[Ihre Aufgaben]
1 > Beantworten Sie anhand des Textauszugs zur sozialen Mobilität in Großbritannien die folgenden Fragen:
(a) Wie lautet der vollständige Name der Interessenvertretung der britischen Banken?
(b) Welches Ziel verfolgt das Gesetz gegen Kinderarmut 2010?
(c) Um wie viel Prozent mehr junge Leute aus den unteren Schichten erhielten 2015 laut dem Report eine höhere Bildung als zehn Jahre zuvor?
2 > Schreiben Sie den Textauszug zur sozialen Mobilität in Großbritannien im Anschluss an seinen letzten Satz weiter.

Die Interessenvertretung der britischen Banken, die British Bankers' Association (BBA), gab sich übrigens schuldbewusst: "Die Bankenwelt hat wichtige Schritte gemacht, die soziale Mobilität auf allen Ebenen zu verbessern. Aber wir wissen, dass wir es uns nicht leisten können, bei diesem wichtigen Thema selbstzufrieden zu sein", so ein Sprecher. "Wir wollen sicherstellen, dass die besten im Bankgeschäft arbeiten können - unabhängig von ihrer Herkunft."
Spaltung der britischen Gesellscaft
Die Kommission für soziale Mobilität (SMC) ist eine unabhängige Körperschaft öffentlichen Rechts, eingesetzt vom Parlament. Sie ist die Nachfolgerin der "Social Mobility and Child Poverty Commission", die mit dem Gesetz gegen Kinderarmut 2010 ins Leben gerufen wurde. Dessen Ziel ist es, die Kinderarmut bis 2020 zu beseitigen. Das Gesetz verpflichtet Regierung und Behörden zu einem gemeinsamen Vorgehen, die Regierung muss jährlich Bericht erstatten.
Die soziale Mobilität hat sich laut dem Report leicht verbessert, so würden in 2015 34 Prozent mehr junge Leute aus den unteren Schichten eine höhere Bildung bekommen als vor zehn Jahren. "Doch bei allen Fortschritten bleiben große Bedenken, dass sich die Spaltung der britischen Gesellschaft verfestigt, besonders was die wachsende Spaltung der Einkommenshöhen angeht." So wachse die Zahl der schlecht bezahlten Arbeiter, die Top-Jobs seien überall mit Menschen aus privilegiertem Elternhause besetzt - und zwar auch in den Streitkräften, den Behörden, Medien und im Parlament.

[Bereitgestelltes Material]
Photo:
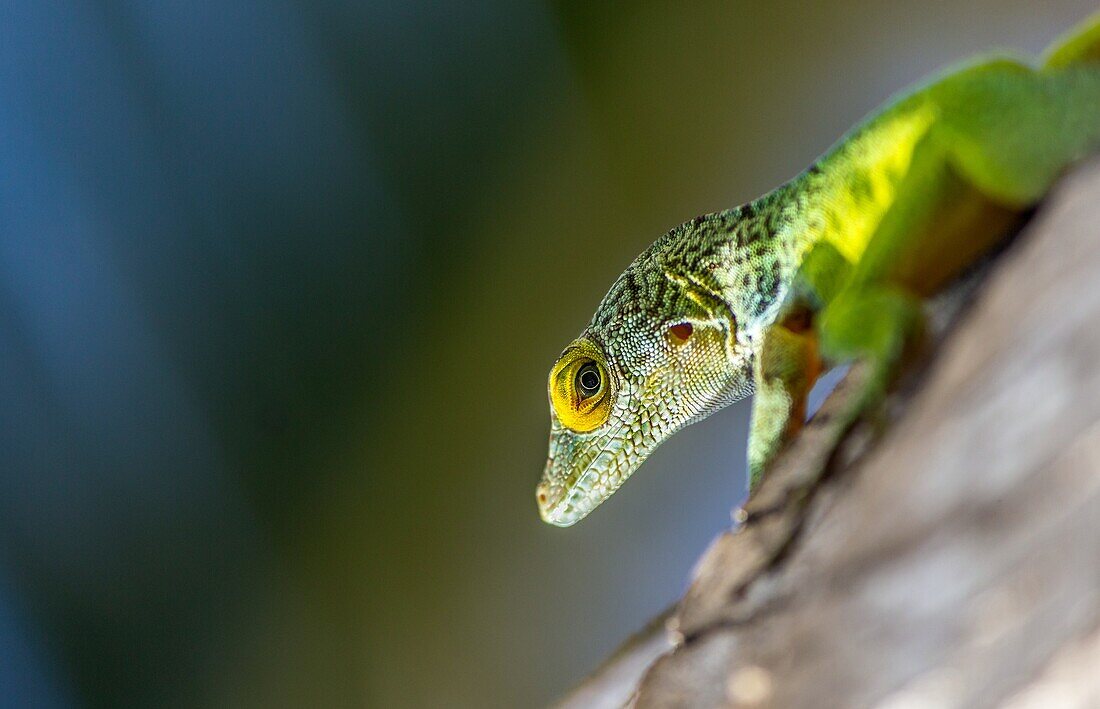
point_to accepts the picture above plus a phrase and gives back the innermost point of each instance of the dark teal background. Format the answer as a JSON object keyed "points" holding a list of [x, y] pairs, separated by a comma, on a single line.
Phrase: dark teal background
{"points": [[279, 286]]}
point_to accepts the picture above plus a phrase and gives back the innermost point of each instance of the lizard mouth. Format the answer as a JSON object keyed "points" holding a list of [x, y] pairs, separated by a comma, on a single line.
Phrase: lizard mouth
{"points": [[582, 472]]}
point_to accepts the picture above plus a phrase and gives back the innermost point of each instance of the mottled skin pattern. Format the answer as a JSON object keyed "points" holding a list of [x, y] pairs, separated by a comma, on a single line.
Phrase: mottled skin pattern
{"points": [[831, 267]]}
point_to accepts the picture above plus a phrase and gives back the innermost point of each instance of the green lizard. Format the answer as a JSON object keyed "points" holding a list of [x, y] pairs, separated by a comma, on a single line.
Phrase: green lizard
{"points": [[831, 267]]}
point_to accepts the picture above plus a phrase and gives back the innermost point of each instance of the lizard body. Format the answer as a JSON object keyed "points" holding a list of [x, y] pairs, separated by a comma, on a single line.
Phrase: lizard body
{"points": [[827, 268]]}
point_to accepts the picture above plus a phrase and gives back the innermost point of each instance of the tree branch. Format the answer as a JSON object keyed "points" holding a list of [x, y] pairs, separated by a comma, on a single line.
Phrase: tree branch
{"points": [[952, 561]]}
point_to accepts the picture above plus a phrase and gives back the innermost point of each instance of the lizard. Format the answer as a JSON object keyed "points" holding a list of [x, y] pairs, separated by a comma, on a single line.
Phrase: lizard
{"points": [[832, 267]]}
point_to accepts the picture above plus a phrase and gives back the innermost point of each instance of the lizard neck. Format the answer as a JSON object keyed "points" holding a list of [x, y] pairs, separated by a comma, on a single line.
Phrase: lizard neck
{"points": [[746, 256]]}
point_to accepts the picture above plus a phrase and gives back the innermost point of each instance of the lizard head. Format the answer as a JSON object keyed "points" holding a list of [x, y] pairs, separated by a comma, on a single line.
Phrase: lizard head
{"points": [[661, 352]]}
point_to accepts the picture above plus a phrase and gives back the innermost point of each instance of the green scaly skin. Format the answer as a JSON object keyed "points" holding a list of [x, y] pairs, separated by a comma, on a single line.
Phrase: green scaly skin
{"points": [[831, 267]]}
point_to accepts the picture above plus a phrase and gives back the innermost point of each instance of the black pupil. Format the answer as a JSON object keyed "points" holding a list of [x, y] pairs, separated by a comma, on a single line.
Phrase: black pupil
{"points": [[589, 379]]}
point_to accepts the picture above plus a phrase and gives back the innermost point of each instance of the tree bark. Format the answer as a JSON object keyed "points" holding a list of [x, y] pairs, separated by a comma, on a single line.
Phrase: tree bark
{"points": [[950, 554]]}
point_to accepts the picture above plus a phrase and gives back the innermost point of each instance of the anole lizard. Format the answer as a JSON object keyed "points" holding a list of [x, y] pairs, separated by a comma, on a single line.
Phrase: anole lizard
{"points": [[831, 267]]}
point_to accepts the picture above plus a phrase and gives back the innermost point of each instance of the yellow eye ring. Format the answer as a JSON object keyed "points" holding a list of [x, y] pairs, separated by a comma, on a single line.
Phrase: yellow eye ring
{"points": [[580, 388]]}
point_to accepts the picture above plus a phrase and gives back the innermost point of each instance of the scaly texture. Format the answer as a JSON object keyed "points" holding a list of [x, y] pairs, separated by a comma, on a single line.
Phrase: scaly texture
{"points": [[829, 267]]}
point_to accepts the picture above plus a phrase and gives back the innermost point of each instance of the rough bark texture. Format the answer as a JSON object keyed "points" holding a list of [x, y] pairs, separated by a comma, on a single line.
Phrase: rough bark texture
{"points": [[954, 561]]}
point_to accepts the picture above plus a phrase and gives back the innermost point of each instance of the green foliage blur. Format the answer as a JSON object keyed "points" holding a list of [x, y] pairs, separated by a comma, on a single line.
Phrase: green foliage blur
{"points": [[281, 287]]}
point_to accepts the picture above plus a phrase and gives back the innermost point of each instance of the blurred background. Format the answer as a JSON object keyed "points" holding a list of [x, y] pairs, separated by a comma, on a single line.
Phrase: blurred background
{"points": [[281, 283]]}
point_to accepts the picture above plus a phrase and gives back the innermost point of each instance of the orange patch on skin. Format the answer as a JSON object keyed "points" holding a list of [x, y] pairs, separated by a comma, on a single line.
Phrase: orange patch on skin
{"points": [[681, 332]]}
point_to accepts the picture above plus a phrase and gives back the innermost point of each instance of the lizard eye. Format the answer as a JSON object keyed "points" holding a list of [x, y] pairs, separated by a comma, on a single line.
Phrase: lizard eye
{"points": [[589, 380], [581, 392]]}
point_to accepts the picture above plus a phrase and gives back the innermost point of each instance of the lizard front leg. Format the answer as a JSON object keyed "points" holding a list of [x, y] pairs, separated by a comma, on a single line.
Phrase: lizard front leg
{"points": [[785, 368]]}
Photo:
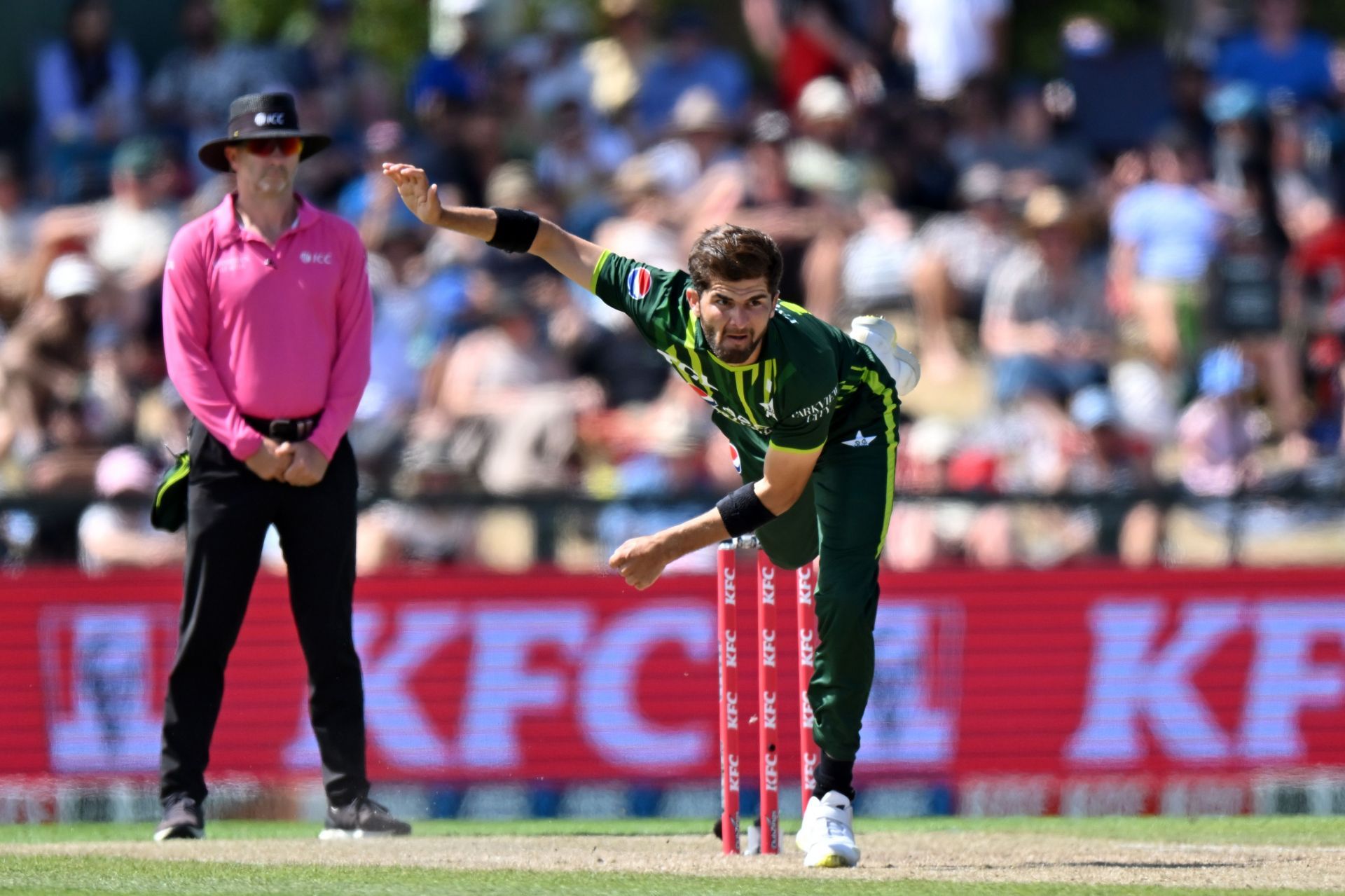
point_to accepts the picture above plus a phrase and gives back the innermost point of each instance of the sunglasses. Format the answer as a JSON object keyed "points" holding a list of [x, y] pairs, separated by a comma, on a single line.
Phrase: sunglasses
{"points": [[267, 146]]}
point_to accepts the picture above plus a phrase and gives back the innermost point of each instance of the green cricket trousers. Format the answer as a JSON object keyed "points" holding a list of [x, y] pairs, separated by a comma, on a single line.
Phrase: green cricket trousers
{"points": [[842, 517]]}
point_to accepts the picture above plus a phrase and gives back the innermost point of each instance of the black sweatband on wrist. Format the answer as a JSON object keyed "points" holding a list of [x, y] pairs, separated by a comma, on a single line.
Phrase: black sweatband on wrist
{"points": [[743, 511], [514, 229]]}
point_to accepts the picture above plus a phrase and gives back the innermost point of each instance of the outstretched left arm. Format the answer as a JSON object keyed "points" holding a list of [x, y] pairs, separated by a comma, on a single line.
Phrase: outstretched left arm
{"points": [[642, 560]]}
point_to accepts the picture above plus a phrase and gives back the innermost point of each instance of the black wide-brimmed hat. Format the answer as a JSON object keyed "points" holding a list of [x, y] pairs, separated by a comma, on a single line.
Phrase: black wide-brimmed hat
{"points": [[260, 116]]}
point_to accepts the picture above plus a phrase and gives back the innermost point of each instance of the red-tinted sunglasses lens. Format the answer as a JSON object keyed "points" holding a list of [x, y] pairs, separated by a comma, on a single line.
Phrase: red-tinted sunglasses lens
{"points": [[267, 146]]}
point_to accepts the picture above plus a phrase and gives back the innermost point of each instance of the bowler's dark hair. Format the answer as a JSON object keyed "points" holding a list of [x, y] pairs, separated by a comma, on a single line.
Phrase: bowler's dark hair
{"points": [[731, 253]]}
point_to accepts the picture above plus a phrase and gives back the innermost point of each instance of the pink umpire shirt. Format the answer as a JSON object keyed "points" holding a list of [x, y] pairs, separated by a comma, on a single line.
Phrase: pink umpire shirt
{"points": [[273, 333]]}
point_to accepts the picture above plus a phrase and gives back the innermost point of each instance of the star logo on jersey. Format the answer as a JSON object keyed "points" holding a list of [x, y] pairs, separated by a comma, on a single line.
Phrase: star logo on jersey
{"points": [[638, 283]]}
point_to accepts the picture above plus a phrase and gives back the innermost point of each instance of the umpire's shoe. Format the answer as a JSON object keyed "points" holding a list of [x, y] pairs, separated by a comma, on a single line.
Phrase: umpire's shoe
{"points": [[362, 818], [184, 820]]}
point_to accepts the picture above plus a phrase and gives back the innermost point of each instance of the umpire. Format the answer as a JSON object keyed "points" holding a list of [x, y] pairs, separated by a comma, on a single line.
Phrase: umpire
{"points": [[267, 334]]}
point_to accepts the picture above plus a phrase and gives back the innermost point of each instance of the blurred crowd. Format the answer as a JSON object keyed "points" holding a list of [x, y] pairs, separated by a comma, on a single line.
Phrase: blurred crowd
{"points": [[1126, 282]]}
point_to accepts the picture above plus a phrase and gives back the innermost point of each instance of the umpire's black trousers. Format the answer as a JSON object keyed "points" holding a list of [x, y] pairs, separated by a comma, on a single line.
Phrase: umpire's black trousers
{"points": [[228, 514]]}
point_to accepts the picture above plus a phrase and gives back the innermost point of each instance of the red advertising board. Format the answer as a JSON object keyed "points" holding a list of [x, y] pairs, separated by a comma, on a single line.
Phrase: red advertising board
{"points": [[1079, 676]]}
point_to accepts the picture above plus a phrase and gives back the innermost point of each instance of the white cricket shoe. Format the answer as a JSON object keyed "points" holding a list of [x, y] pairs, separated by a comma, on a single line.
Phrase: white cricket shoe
{"points": [[826, 836], [881, 337]]}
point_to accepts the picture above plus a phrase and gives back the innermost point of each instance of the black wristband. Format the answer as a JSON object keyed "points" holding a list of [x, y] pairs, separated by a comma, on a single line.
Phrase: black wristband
{"points": [[743, 511], [514, 229]]}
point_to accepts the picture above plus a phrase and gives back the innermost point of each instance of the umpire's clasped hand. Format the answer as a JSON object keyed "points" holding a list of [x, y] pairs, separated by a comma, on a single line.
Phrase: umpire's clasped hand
{"points": [[268, 462], [307, 464]]}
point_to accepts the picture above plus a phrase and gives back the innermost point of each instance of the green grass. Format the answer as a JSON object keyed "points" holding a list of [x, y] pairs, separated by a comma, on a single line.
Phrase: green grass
{"points": [[70, 875], [1281, 830], [89, 875]]}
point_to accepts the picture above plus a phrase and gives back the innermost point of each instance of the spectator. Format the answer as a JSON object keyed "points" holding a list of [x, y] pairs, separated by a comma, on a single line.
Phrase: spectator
{"points": [[88, 99], [957, 254], [502, 409], [115, 532], [459, 74], [45, 357], [616, 62], [1106, 460], [808, 39], [824, 158], [400, 353], [690, 61], [1119, 93], [368, 201], [1218, 431], [877, 264], [1028, 151], [1165, 233], [1045, 323], [1285, 61], [700, 139], [950, 41], [579, 160], [331, 74], [555, 60], [18, 219], [203, 76], [134, 225]]}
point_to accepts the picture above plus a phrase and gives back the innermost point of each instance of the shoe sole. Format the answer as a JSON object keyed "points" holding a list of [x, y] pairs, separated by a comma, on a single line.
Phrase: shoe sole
{"points": [[336, 833], [829, 857], [181, 832]]}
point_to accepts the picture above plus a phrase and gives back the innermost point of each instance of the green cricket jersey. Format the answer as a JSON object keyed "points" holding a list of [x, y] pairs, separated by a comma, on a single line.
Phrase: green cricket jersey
{"points": [[811, 387]]}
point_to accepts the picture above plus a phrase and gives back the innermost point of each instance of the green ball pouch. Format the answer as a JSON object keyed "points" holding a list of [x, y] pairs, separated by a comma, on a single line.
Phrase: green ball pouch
{"points": [[170, 509]]}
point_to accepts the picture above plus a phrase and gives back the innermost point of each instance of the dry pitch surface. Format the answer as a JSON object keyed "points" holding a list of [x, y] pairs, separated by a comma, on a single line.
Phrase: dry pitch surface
{"points": [[1039, 852]]}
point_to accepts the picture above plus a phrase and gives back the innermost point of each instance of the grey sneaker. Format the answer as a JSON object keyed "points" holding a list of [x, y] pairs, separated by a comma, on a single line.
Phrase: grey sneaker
{"points": [[184, 820], [362, 818]]}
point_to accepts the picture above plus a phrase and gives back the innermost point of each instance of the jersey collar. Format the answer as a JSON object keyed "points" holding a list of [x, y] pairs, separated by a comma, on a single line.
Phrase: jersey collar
{"points": [[229, 230]]}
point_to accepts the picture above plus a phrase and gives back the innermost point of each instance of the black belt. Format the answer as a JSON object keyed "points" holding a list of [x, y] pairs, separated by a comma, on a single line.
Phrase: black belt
{"points": [[286, 428]]}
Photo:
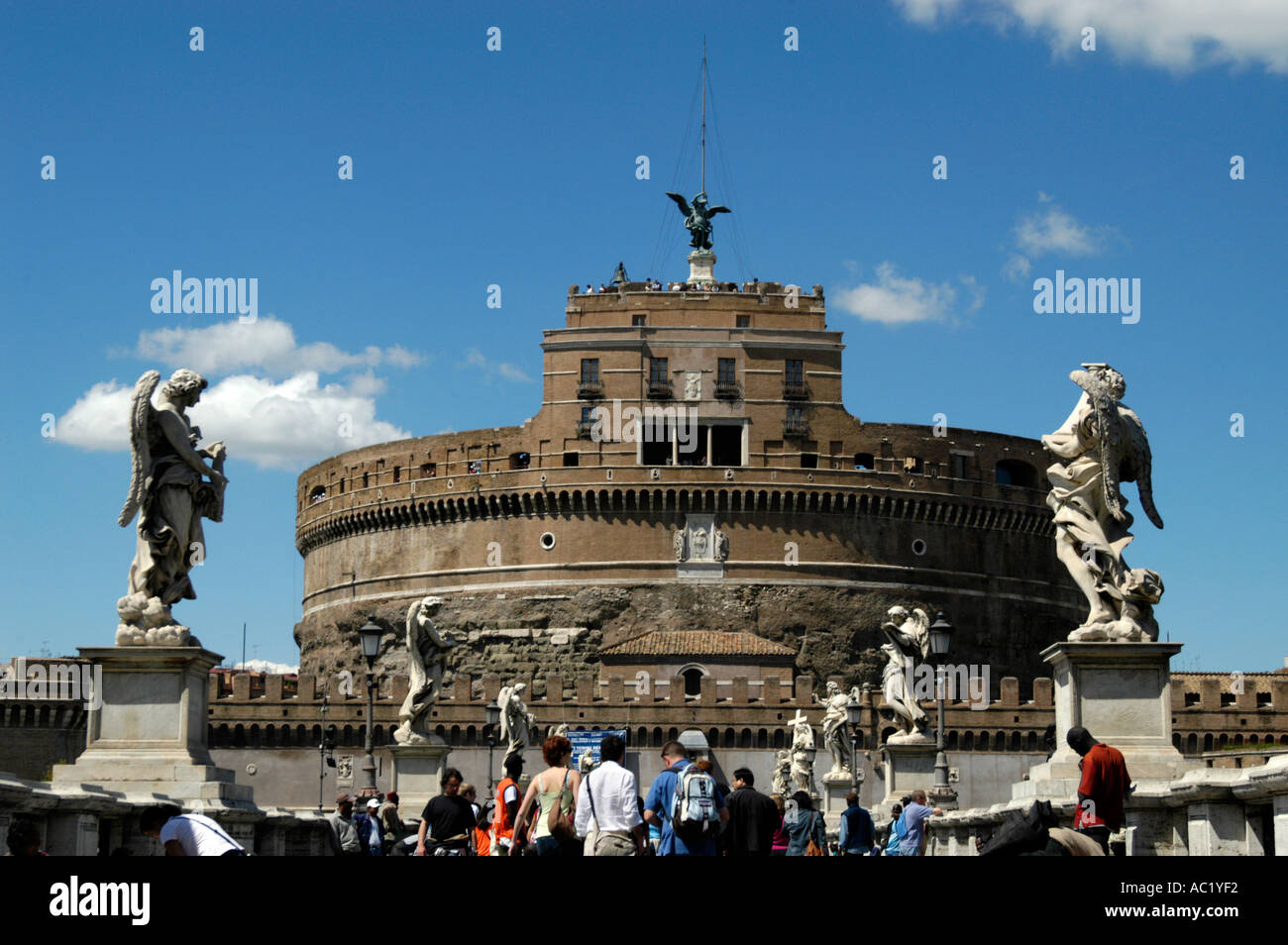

[Ihre Antworten]
1 >
(a) British Bankers' Association (BBA)
(b) Die Kinderarmut bis 2020 zu beseitigen.
(c) 34 Prozent

2 >
Exkurs: Alan Milburn
Der Vorsitzende der Kommission, Alan Milburn, ist übrigens in der britischen Politik nicht unumstritten. Der Labour-Politiker war unter Premierminister Tony Blair von 1999 bis 2003 Gesundheitsminister, nach seiner Amtszeit hat er als Berater für Gesundheitskonzerne Kasse gemacht hat. Wie der Guardian berichtete, stiegen die Einnahmen seiner Firma AM Strategy Ltd von 2013 bis 2014 von 663.000 Pfund auf 1,76 Millionen Pfund. Zu seinen Kunden gehörten Bridgepoint Capital, PricewaterhouseCoopers und Lloyds Pharmacy.
Seine Beratertätigkeit wirft Fragen auf, weil er sich gleichzeitig für mehr Wettbewerb im Gesundheitssystem ausgesprochen hat und dagegen, Reformen rückgängig zu machen, die Blair im Zuge seiner "New Labour"-Politik durchgeführt hatte. Damals wurde der National Health Service für Gesundheitskonzerne geöffnet - von denen Milburn später Beraterhonorare kassierte.
Wenig verwunderlich, hat sich Milburn gegen neue Initiativen aus der Labour-Partei ausgesprochen, die "Tory-Marktexperimente mit dem Gesundheitssystem zu beenden", wie es der Gesundheitsminister im Labour-Schattenkabinett, Andy Burnham, formuliert hatte. "Alan Milburn hat persönliche Interessen, warum er ein öffentliches Gesundheitssystem ablehnt", kommentierte Adam Bienkov von Politics.co.uk. Wenn Milburn dagegen ist, die Rolle von Gesundheitsfirmen einzuschränken, dann müssten Journalisten die dahinterstehenden Interessen klar darstellen, forderte er.